Task to carry out
All lines in the records below with the word "clicks" must be returned.

Segmentation mask data:
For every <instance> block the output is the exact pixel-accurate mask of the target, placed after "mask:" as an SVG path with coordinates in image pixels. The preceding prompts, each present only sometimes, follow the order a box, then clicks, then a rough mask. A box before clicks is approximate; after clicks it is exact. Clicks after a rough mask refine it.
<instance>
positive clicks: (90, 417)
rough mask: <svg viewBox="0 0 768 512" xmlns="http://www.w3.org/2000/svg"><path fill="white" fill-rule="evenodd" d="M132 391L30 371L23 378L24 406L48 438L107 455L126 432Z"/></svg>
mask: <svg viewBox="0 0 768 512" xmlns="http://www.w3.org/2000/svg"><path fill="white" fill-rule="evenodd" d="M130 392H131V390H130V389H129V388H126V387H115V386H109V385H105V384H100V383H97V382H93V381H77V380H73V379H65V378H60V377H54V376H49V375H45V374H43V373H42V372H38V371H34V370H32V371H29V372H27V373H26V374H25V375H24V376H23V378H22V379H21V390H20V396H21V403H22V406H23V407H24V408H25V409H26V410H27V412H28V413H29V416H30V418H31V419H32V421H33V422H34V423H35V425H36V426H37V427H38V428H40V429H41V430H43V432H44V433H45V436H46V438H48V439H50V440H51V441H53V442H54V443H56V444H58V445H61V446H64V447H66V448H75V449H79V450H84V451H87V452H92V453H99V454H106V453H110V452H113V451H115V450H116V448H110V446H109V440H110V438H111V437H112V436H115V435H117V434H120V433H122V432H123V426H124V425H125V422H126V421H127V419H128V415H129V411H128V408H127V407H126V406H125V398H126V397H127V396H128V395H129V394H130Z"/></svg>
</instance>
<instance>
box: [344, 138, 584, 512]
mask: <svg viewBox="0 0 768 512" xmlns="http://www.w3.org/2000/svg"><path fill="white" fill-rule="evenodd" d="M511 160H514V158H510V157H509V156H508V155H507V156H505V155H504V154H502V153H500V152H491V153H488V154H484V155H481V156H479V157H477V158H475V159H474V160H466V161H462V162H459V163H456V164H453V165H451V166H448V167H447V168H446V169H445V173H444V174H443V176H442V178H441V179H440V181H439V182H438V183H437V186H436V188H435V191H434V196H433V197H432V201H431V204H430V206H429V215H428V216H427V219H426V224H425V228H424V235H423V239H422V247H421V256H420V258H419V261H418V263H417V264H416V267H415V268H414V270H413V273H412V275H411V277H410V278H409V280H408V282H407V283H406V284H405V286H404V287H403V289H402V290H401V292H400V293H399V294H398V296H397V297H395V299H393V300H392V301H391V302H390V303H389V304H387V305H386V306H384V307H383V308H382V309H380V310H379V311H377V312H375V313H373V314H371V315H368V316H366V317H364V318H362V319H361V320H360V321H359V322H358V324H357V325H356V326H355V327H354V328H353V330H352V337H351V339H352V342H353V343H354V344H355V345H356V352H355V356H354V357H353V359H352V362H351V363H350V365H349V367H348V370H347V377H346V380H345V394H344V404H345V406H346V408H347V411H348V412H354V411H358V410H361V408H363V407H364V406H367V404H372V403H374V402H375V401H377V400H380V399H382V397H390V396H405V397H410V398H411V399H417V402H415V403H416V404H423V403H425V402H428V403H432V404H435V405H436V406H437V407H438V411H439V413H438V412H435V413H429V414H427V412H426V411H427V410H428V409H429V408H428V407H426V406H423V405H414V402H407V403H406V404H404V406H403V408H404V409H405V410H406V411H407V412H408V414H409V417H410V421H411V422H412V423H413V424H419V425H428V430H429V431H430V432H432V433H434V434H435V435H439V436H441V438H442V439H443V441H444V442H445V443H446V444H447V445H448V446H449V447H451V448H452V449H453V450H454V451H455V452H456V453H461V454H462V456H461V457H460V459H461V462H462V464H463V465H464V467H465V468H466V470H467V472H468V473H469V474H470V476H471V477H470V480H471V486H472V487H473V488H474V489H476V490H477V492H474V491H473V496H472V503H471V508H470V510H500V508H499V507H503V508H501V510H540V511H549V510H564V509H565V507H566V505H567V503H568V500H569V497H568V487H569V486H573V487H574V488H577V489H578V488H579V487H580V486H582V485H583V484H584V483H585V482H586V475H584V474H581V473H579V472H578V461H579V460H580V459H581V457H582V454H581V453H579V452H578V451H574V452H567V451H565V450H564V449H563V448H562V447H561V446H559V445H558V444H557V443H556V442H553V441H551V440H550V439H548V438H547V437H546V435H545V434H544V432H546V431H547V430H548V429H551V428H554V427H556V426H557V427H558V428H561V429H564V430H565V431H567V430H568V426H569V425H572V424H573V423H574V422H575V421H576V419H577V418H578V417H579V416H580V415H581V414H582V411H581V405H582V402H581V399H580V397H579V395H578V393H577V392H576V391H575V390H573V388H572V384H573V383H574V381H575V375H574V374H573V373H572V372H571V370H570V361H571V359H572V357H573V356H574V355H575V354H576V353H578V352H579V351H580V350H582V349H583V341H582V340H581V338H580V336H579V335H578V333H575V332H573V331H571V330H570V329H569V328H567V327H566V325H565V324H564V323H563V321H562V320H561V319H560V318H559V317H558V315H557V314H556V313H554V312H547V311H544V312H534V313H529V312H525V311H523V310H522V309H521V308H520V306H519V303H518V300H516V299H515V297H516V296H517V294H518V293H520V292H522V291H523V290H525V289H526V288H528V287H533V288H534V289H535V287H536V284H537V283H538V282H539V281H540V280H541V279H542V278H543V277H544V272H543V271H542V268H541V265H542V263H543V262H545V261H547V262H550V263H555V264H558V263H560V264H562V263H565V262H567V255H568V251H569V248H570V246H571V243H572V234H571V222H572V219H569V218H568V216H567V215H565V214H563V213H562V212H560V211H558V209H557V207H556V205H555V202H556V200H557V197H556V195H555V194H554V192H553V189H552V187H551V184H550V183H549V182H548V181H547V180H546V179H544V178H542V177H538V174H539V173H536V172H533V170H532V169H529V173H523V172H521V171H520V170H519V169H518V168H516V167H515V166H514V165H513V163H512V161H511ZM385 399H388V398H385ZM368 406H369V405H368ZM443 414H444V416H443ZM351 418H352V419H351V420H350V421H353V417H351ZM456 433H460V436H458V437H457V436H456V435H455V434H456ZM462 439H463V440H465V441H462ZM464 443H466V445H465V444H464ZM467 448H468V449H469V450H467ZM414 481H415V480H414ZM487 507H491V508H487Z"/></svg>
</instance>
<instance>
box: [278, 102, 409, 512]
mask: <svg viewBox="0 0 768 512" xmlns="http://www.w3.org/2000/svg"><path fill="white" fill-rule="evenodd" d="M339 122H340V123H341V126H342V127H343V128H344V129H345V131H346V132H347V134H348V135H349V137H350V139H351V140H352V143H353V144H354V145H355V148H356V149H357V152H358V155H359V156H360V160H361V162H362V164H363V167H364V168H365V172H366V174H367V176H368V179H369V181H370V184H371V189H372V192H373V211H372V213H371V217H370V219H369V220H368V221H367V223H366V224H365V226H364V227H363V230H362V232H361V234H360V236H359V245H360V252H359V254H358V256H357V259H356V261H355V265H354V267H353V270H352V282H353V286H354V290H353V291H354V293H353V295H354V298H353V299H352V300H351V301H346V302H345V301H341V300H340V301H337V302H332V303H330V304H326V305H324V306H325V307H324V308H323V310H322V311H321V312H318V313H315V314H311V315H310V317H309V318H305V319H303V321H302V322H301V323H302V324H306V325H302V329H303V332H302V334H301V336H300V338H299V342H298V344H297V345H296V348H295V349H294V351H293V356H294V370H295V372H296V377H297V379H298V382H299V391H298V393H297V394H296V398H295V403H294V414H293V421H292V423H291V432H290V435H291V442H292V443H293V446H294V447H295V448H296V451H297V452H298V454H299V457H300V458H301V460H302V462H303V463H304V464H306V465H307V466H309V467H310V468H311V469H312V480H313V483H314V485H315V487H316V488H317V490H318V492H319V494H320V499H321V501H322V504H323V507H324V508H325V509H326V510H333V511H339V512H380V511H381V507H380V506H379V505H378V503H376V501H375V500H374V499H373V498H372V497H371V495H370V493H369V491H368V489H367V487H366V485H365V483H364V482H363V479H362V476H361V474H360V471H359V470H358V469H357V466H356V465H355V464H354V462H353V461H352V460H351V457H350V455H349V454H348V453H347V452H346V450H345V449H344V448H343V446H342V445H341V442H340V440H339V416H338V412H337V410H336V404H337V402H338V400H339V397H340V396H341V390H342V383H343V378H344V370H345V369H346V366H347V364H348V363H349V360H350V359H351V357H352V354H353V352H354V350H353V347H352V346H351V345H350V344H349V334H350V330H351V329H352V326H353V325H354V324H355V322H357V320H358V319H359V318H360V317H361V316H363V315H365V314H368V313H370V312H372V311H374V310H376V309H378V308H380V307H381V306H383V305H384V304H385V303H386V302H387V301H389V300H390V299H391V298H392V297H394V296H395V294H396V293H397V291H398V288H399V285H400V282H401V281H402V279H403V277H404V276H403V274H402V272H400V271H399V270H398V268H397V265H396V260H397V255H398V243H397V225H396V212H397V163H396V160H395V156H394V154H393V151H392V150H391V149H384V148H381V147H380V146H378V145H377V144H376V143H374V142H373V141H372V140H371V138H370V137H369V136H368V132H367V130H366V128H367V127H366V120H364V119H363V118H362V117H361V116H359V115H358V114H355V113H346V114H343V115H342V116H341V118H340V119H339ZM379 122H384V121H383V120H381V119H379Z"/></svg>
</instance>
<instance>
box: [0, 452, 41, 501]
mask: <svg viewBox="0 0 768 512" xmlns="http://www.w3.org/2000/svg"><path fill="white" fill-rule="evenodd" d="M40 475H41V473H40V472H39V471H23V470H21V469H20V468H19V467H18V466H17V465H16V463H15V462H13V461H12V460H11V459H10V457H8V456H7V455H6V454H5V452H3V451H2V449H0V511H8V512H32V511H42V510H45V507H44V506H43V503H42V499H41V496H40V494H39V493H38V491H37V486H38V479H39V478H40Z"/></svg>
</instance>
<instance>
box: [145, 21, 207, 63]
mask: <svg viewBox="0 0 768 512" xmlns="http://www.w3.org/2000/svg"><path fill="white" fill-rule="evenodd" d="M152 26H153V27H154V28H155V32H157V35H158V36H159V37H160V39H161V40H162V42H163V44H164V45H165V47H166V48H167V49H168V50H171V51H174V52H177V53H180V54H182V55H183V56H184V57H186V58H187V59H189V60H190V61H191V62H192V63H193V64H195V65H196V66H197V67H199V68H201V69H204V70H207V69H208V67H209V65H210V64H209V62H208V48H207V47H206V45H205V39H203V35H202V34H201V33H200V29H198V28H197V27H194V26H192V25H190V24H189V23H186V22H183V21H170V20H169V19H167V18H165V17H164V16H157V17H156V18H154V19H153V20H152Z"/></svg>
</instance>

Answer space
For every <instance> block the output is the exact pixel-accurate mask of the target, placed after "mask:" as an SVG path with coordinates in image pixels. The preceding prompts, each present only sometimes, follow the order a box, then clicks, then a rough mask. A box before clicks is approximate; after clicks it is exact. Clicks after a rough mask refine it.
positive clicks: (90, 417)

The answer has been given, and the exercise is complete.